··· Data for the task ···
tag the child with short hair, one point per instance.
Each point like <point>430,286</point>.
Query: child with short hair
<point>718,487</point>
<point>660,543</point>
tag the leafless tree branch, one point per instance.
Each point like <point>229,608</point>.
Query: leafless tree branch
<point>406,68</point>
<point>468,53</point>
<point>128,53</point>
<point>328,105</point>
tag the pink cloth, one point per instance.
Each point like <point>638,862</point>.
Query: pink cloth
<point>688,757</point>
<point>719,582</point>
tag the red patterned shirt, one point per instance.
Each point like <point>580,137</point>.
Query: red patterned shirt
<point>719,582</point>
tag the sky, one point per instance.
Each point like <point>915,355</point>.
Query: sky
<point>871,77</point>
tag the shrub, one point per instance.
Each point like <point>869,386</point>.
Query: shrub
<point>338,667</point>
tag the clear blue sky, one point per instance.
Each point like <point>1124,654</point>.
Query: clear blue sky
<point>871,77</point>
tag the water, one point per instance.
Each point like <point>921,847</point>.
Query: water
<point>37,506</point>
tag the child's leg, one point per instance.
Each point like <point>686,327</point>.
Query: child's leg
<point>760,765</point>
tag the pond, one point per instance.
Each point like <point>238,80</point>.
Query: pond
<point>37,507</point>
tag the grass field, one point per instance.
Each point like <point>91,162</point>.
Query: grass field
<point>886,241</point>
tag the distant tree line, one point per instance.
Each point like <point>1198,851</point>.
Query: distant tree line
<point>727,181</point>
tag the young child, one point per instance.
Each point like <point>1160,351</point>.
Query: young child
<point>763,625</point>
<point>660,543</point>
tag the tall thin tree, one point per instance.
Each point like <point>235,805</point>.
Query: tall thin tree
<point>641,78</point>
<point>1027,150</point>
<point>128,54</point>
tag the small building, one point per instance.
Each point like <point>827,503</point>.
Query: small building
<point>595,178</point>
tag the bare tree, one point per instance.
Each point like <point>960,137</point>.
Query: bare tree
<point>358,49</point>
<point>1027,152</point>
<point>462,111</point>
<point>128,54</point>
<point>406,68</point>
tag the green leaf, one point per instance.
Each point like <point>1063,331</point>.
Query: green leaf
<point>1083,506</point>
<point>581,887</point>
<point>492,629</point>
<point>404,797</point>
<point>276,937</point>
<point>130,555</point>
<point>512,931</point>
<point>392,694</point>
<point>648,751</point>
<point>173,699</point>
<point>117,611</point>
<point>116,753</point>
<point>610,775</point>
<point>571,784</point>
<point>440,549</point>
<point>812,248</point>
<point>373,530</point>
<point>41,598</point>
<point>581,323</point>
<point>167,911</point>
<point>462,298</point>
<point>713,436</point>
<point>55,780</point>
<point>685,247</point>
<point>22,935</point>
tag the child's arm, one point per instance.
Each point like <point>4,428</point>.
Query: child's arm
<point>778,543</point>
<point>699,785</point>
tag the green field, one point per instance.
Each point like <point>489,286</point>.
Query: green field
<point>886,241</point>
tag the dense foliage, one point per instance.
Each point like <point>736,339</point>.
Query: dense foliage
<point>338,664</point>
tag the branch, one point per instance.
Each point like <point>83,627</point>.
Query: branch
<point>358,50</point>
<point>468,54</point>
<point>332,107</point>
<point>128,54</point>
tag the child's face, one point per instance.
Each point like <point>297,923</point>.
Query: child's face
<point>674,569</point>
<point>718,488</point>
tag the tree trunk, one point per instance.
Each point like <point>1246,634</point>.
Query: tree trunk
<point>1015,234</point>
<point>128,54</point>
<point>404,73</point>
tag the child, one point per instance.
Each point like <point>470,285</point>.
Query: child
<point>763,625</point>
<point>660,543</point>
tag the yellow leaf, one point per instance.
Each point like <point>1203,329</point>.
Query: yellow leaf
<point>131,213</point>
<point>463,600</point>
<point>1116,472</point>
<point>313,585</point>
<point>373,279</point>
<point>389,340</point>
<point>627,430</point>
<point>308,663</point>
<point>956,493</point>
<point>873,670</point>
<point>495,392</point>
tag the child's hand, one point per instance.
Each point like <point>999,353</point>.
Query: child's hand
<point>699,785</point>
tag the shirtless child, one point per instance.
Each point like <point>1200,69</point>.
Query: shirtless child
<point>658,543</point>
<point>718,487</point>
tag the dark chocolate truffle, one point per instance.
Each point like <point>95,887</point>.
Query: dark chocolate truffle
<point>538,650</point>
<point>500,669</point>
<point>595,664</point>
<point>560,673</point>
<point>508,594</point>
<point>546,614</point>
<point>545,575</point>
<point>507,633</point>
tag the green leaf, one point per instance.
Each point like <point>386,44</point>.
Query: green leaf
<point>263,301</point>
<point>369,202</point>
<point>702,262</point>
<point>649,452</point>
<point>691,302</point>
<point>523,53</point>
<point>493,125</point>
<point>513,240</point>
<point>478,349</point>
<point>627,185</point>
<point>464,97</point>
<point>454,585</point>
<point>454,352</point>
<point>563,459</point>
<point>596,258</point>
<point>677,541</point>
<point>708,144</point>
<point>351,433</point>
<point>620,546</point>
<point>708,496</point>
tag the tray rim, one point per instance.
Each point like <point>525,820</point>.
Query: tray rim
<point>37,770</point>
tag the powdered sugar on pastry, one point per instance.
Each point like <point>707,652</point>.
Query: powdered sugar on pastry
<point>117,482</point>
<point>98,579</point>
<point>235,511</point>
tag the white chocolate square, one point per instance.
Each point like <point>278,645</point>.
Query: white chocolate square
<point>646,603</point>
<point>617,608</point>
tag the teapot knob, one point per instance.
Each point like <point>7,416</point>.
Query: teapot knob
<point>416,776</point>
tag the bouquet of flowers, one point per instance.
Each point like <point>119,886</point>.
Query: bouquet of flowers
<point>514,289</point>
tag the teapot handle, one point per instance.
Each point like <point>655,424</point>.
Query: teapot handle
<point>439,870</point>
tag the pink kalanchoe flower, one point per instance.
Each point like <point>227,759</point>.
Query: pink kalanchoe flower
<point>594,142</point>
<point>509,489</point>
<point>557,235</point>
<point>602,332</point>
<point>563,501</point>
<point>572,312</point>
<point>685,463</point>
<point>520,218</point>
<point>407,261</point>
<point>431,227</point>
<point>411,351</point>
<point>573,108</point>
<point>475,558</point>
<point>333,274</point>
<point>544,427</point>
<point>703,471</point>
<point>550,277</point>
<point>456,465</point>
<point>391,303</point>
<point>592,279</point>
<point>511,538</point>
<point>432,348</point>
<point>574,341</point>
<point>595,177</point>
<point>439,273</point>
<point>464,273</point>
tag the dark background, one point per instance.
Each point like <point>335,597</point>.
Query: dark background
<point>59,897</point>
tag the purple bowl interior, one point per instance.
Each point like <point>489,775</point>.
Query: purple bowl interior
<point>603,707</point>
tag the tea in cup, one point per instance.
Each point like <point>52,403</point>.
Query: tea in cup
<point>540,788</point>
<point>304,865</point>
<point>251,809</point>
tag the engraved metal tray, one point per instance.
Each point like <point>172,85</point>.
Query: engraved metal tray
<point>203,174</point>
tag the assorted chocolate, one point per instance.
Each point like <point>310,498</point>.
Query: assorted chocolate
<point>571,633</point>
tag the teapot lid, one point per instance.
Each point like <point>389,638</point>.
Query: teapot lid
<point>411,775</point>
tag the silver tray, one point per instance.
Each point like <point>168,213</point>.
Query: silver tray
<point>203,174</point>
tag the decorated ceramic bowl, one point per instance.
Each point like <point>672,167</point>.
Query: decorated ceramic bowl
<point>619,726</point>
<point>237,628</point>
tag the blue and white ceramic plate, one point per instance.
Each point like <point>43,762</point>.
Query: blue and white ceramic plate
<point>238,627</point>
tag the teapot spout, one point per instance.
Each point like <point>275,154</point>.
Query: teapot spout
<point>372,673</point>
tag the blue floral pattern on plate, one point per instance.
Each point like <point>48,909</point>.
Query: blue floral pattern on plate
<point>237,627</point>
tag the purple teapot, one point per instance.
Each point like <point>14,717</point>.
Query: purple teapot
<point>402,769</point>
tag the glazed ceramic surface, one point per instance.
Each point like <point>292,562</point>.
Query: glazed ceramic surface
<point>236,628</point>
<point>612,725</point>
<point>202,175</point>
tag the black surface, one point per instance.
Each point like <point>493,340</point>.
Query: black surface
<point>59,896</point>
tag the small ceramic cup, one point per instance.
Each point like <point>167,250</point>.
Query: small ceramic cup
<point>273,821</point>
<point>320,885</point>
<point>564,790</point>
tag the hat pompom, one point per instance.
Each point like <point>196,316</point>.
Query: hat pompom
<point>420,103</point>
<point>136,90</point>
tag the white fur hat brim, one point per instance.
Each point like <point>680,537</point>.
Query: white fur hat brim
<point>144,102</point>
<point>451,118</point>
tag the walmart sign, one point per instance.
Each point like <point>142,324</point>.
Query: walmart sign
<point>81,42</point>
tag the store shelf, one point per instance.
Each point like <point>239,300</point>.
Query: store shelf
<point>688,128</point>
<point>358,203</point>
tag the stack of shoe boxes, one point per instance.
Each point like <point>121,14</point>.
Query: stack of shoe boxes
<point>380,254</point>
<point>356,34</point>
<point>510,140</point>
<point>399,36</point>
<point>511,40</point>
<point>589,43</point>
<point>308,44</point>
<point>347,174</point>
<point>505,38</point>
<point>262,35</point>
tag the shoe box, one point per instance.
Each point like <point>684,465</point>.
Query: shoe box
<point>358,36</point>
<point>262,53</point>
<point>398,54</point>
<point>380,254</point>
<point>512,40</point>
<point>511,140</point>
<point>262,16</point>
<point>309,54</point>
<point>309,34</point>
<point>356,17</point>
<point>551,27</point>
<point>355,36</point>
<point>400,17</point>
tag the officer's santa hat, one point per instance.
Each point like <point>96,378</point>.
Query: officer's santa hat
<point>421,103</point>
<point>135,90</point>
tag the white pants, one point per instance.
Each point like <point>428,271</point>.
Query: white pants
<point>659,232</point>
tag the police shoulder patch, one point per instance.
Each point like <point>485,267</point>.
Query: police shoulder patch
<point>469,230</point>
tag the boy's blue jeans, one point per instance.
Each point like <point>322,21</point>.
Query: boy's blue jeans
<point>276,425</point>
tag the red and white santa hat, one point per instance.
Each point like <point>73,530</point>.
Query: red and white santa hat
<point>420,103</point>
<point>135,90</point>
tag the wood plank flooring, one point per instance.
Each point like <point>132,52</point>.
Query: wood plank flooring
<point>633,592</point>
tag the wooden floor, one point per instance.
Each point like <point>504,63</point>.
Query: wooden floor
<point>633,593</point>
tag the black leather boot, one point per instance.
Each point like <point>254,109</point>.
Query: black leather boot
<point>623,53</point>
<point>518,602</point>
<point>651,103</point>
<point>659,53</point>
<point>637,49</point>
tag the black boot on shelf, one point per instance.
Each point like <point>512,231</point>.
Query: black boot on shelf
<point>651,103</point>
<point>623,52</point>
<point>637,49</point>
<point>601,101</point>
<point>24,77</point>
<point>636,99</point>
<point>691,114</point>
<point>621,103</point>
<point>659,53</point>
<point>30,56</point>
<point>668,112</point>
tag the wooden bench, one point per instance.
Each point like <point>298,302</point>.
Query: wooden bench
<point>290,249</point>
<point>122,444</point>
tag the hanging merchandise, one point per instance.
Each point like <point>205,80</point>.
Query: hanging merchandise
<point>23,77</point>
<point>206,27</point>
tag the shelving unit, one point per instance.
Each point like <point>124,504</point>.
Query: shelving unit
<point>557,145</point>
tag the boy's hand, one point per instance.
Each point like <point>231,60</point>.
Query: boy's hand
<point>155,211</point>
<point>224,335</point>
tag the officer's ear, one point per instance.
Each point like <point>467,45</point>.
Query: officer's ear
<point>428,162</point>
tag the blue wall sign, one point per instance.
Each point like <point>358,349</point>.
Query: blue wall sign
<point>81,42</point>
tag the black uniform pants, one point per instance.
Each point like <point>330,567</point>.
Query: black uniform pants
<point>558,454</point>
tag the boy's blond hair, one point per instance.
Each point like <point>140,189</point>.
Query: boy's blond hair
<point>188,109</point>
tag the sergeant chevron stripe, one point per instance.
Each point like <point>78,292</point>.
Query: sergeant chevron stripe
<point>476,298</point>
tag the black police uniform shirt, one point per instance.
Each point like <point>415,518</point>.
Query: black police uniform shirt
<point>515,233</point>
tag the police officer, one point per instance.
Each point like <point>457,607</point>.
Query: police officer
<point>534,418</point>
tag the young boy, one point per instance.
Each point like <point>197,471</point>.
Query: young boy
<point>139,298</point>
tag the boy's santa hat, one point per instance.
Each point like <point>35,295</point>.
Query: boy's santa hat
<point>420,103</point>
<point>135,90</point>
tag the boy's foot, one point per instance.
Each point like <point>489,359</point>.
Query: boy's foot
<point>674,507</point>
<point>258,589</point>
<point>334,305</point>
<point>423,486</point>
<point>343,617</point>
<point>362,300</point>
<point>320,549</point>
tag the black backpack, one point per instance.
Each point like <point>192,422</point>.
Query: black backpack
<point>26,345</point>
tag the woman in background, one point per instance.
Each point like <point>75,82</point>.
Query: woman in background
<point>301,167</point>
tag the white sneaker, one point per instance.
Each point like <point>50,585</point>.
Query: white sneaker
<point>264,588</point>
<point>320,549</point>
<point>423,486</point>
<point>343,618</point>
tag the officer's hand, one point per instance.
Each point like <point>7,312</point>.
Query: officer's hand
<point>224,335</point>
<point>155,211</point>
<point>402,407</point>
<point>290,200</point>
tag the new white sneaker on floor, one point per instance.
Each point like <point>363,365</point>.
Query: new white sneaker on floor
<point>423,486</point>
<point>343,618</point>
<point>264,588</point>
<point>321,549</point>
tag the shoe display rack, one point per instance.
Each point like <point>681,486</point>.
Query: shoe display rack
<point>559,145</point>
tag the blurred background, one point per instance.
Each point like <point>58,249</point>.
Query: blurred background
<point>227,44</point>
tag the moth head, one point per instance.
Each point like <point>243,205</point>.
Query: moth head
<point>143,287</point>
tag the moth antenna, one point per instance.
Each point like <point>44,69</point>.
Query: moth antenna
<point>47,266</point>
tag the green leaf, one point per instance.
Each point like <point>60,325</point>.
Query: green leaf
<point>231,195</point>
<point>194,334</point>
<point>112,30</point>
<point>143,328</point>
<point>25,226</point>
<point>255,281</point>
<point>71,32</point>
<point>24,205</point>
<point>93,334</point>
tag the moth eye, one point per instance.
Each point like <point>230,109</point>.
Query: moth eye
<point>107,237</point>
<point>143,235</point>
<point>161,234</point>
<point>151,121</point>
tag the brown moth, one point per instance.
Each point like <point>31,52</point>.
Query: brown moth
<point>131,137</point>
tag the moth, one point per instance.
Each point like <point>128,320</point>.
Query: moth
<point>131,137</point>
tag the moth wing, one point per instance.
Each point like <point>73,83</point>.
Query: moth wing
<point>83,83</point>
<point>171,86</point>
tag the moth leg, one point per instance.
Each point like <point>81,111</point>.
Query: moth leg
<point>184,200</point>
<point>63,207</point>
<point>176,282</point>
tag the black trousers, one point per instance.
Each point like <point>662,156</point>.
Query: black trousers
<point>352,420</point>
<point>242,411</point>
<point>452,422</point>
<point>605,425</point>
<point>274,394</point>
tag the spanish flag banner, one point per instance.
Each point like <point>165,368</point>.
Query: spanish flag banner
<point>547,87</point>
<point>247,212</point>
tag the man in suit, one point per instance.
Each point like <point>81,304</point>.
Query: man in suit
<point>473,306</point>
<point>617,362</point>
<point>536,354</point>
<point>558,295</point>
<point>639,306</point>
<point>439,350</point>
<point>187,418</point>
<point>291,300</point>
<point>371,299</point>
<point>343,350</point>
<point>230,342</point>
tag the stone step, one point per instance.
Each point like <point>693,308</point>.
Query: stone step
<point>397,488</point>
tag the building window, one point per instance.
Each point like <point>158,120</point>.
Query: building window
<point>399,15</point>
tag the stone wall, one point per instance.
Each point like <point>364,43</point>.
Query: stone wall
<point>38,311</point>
···
_What this task involves_: Rewrite the stretch of the listing from the line containing "tag the purple bowl" through the line containing "<point>251,809</point>" as a numbered list, leaving out any blank lines.

_Answer to this exercise_:
1. tag the purple bowl interior, one point per instance.
2. Each point like <point>489,775</point>.
3. Query: purple bowl interior
4. <point>603,707</point>
5. tag the tea in cup, one point per instance.
6. Each point like <point>52,403</point>.
7. Query: tea in cup
8. <point>540,788</point>
9. <point>304,865</point>
10. <point>251,809</point>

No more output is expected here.